** Exercise a **
According to the Plaicraft notebook, how many hours of gameplay does PLAI aim to collect?

## Plaicraft: Predicting Played Hours from Player Type

In [1]:
import numpy as np
import pandas as pd
import scipy as sci
import matplotlib.pyplot as plt
import os
import altair as alt
from sklearn.model_selection import train_test_split
from sklearn.linear_model import LinearRegression
from sklearn.metrics import mean_squared_error, r2_score
import statsmodels.api as sm
from sklearn import set_config
from sklearn.neighbors import KNeighborsRegressor
from sklearn.pipeline import make_pipeline
from sklearn.preprocessing import StandardScaler
from sklearn.metrics import mean_squared_error
from sklearn.model_selection import GridSearchCV, cross_validate, train_test_split


# alt.data_transformers.enable('vegafusion')
# alt.renderers.enable('default')
# set_config(transform_output="pandas")

print("packages imported")

packages imported


# (1) Introduction:

## 1. Background Information:

The Pacific Laboratory for Artificial Intelligence (PLAI) at UBC is working on a project to study human behavior in video game environments using generative AI and machine learning. A key component of this research involves Plaicraft.ai, which is a public platform that allows players to engage with Minecraft in a cloud environment so that they can collect valuable gameplay data. They aim to collect over 10,000 hours of gameplay to advance artificial general intelligence (AGI) research. They need our help to understand ***which "kinds" of players are most likely to contribute a large amount of data, and how can this knowledge improve recruitment efforts*** answering this question will enable PLAI to target specific player profiles for recruitment and ensure they have efficient resource allocation for software.

### 2. Exploring Datasets

Our report addresses this question by analyzing two datasets: one about the individual player information (players.csv) and another detailing gameplay sessions (session.csv). Through data wrangling, visualization, and predictive modeling, the report aims to identify characteristics of high-contributing players and provide actionable insights for PLAI’s recruitment strategies. This analysis is not only significant for optimizing the current project but also sets a precedent for future data-driven research in gaming and AI.

** Record list **
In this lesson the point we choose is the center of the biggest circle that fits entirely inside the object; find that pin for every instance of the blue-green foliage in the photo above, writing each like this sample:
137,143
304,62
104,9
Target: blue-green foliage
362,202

** Exercise b **
Render every line of the listing as a JSON list of strings, one string per line, leaving out blank lines.

** Exercise solution a **
Over 10,000 hours.

** Exercise solution b **
[
  "In this lesson the point we choose is the center of the biggest circle that fits entirely inside the object; find that pin for every instance of the blue-green foliage in the photo above, writing each like this sample:",
  "137,143",
  "304,62",
  "104,9",
  "Target: blue-green foliage",
  "362,202"
]